_DOCUMENT EXTRACT:_
━━━━━━━━━━

# All "D"s are not created equal



## rustjunkie (Jan 17, 2017)

Type of finish, and the measurements of shells and other parts differ from the first New Departure Model D coaster brake hubs thru the "standard" 1940 and later models.
Among other things, there are differences in:
Plating on all parts
hub shell width and other measurements
Disc support sleeve measurement
Brake arm thickness

Below are some pics of an early D and a prewar 1940s D, the red paint was added and isn't orig. The point: parts are different and generally not interchangeable. Mixing of parts can cause operation and adjustment issues. I'll try to clean the images up and provide more accurate info as I have time.


----------



## fordmike65 (Jan 17, 2017)

Sticky Please


----------



## rollfaster (Jan 18, 2017)

I like this!


----------



## Freqman1 (Jan 18, 2017)

A very worthy subject! It would be nice to know what parts go with what. This may cure a lot of hub problems! V/r Shawn


----------



## Duck (Jan 18, 2017)

Very timely- I've got several on the bench at the moment I'm trying like hell to get 1 usable hub out of with no luck. After I saw this, I did some measuring, and found some discrepancies between the internal parts measurements my eye didn't pick up. I greatly appreciate this post- Thanks.

━━━━━━━━━━

_REQUIREMENTS:_
A. From the forum thread on New Departure Model D coaster brake hubs, extract the passage starting at "Below are some" and ending at "I have time.".
B. Copy out the records starting at the line that contains "Return one point per instance of the foal's head" and ending at the line that contains "Target: foal's head", including both lines and nothing else.

_ENTRIES SHOWN:_
━━━━━━━━━━

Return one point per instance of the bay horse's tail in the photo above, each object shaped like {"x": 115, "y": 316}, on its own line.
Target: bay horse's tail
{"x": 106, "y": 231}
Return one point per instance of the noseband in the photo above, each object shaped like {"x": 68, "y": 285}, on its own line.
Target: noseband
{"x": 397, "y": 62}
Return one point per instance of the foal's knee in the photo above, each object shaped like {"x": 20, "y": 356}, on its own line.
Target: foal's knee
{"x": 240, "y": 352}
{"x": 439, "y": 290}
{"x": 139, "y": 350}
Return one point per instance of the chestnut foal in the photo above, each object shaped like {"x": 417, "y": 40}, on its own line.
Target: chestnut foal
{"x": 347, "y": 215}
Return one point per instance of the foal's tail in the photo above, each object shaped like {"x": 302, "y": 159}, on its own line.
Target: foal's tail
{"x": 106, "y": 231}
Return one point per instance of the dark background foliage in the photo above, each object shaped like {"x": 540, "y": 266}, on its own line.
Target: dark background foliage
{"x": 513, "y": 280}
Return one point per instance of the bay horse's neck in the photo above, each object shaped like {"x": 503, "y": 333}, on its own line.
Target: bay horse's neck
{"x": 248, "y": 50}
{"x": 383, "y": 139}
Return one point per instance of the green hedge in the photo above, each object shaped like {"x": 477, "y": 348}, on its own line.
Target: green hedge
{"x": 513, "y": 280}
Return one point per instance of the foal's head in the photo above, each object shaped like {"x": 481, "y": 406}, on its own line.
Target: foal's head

━━━━━━━━━━

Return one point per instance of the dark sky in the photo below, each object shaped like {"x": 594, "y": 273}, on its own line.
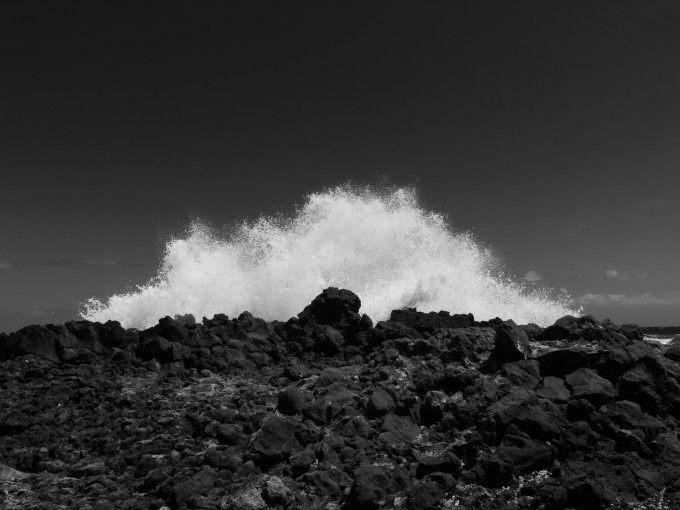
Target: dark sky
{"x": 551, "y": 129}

━━━━━━━━━━

_EXERCISE RESPONSES:_
A.
Below are some pics of an early D and a prewar 1940s D, the red paint was added and isn't orig. The point: parts are different and generally not interchangeable. Mixing of parts can cause operation and adjustment issues. I'll try to clean the images up and provide more accurate info as I have time.

B.
Return one point per instance of the foal's head in the photo above, each object shaped like {"x": 481, "y": 406}, on its own line.
Target: foal's head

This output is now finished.